Extracted records
○ ○ ○ ○

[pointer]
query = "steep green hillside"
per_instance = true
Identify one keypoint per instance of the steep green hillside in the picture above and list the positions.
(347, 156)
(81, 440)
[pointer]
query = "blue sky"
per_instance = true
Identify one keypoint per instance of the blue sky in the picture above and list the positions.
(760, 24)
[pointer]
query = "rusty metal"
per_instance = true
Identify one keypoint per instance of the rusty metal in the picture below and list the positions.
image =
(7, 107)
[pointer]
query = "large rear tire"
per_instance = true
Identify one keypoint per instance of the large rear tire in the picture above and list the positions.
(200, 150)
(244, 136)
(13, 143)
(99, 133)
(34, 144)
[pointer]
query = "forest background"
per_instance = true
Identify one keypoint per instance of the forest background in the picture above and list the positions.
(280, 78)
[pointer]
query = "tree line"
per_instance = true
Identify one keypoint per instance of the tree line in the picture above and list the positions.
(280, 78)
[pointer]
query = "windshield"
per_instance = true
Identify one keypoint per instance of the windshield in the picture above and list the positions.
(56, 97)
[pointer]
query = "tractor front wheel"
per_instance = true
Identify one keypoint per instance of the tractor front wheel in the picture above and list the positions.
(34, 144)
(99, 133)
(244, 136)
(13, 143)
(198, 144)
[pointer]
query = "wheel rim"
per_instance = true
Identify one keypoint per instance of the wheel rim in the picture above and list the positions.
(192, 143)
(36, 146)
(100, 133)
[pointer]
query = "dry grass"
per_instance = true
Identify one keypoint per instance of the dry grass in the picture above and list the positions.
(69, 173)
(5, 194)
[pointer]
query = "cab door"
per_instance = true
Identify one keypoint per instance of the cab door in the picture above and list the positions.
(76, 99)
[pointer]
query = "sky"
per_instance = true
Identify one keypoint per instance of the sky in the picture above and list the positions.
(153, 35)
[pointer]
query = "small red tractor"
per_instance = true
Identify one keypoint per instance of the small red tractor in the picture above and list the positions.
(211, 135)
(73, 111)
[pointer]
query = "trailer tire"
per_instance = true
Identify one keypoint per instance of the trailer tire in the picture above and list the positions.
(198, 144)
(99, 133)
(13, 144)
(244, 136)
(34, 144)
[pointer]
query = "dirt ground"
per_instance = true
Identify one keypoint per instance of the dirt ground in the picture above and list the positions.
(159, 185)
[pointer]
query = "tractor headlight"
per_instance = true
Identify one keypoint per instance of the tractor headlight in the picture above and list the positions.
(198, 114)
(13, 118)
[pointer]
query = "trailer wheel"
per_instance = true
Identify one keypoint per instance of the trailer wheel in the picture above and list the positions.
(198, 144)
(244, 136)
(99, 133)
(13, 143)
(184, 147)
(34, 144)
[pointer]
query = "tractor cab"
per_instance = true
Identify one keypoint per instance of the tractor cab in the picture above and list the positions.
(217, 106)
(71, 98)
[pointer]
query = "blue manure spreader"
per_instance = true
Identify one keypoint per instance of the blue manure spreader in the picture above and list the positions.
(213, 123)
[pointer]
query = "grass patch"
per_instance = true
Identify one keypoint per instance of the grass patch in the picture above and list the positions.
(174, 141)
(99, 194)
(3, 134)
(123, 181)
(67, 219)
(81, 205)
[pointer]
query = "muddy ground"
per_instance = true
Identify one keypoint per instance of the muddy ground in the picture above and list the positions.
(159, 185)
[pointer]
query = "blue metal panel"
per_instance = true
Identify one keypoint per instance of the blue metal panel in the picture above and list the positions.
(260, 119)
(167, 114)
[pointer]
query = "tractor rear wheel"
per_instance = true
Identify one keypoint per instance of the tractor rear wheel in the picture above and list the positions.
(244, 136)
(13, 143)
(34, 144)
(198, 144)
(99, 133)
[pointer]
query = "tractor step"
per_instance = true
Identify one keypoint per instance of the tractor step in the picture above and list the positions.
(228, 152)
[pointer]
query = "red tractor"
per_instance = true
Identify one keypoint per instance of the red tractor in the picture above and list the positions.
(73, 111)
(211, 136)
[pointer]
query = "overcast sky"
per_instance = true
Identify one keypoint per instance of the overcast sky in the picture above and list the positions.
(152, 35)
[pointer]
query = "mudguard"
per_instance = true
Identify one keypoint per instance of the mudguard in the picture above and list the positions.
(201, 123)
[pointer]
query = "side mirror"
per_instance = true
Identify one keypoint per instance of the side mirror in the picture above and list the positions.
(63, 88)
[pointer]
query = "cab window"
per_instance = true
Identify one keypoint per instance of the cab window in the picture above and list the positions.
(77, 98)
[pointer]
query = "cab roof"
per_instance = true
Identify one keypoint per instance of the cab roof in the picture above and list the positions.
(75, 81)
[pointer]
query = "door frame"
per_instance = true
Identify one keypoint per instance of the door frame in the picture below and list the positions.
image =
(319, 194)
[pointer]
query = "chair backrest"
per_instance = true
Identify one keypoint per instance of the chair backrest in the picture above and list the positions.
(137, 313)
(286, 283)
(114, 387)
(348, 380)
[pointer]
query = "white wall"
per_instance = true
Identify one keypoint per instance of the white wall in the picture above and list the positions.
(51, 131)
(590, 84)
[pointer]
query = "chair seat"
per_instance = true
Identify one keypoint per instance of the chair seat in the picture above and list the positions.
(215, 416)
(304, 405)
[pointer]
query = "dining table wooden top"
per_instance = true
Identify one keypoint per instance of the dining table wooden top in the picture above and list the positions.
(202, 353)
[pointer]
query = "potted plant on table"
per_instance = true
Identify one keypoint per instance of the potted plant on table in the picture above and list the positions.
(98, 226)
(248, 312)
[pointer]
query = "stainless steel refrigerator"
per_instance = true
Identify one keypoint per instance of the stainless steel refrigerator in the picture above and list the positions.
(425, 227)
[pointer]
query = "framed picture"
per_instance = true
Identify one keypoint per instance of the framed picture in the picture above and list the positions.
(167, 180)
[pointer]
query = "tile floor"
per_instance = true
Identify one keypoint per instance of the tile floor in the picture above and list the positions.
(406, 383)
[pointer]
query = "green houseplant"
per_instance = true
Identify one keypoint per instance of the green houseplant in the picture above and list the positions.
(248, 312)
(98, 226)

○ ○ ○ ○

STATED GOAL:
Pick out every line of the listing that contains the string "steel", and copy each one. Case counts.

SOLUTION TO THE PROBLEM:
query = "stainless steel refrigerator"
Identify one keypoint per instance of the stainless steel refrigerator in the picture above and list the positions.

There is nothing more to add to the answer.